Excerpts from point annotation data
-*-*-
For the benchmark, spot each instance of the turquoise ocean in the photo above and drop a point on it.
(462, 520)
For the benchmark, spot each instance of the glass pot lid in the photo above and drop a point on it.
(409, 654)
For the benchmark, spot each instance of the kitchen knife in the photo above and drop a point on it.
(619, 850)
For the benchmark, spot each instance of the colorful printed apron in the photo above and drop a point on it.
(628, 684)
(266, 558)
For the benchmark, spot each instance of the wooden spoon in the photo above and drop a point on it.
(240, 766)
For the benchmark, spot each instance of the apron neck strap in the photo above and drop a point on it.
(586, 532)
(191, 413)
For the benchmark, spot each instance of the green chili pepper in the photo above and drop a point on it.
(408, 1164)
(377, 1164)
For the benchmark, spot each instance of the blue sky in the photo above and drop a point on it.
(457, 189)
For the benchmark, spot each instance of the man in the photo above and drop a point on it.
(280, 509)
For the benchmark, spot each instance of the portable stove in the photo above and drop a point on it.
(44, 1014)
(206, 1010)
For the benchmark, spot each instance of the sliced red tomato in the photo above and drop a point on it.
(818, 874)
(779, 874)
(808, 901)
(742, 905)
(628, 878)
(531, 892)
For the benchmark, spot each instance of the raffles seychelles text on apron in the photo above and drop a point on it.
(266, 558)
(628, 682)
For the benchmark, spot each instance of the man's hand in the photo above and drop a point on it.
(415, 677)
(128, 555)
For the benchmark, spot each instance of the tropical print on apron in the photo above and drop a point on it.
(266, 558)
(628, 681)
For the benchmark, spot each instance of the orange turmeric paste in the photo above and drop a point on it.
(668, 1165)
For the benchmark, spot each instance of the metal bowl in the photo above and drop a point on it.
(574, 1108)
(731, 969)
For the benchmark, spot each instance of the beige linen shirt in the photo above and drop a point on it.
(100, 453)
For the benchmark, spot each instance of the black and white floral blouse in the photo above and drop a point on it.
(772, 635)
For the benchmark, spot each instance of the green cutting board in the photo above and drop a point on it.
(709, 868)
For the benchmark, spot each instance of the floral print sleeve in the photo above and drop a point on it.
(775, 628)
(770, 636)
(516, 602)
-*-*-
### WHAT YOU ARE ASKED TO DO
Reproduce the listing above line for line, without any changes.

### SOLUTION BELOW
For the benchmark, spot each instance of the turquoise ocean in the photo above and drop a point on it.
(462, 520)
For the benchmark, spot each instance of the glass pot lid in the photo above and drop a point on it.
(409, 654)
For the benchmark, spot each instance of the kitchen knife in the photo above and drop a point on it.
(619, 850)
For the benchmark, spot each instance of the colorful printed apron in the photo above and drop a point on it.
(628, 684)
(266, 558)
For the benchmark, spot each instance of the wooden spoon in the photo above and drop a point on it.
(240, 766)
For the benchmark, spot each instance of the apron neck strap in the photo above and drop a point on it.
(586, 532)
(191, 413)
For the benchmark, spot each instance of the green chili pepper in the photo above and drop a point on it.
(408, 1164)
(377, 1164)
For the benchmark, spot each instance of the blue sky in the photo above and drop a point on it.
(457, 189)
For the benchmark, spot each instance of the man in the photo above and drop a point on it.
(280, 509)
For the benchmark, spot each instance of the portable stove in the photo above and drop a point on it.
(44, 1014)
(206, 1010)
For the benchmark, spot each instance of the sliced red tomato in the photo above and drop a point on it.
(818, 874)
(779, 874)
(808, 901)
(742, 905)
(628, 878)
(531, 892)
For the benchmark, spot each instance of the raffles seychelles text on apron in the photo above and drop a point on it.
(266, 558)
(628, 682)
For the benchmark, spot each instance of the man's hand in the photo above and drop a point on it.
(415, 677)
(128, 555)
For the benchmark, spot each instance of the tropical print on apron in the photo above and drop a point on it.
(266, 558)
(628, 681)
For the benchmark, spot each instance of the orange turmeric paste in the photo above and drop a point on it.
(668, 1165)
For the benchmark, spot each instance of the metal bowl in the photo above and drop a point on it.
(574, 1108)
(731, 969)
For the benchmark, spot each instance of the beige linen shirt in the photo above and drop a point on it.
(100, 453)
For the benchmark, spot each instance of the black and white floral blouse in the photo above and drop a point on it.
(772, 635)
For the benchmark, spot each instance of the green cutting board in the photo above and drop a point on it.
(709, 868)
For the benchmark, spot each instance of the floral print sleeve in the photo above and drop a point on it.
(775, 628)
(770, 636)
(516, 602)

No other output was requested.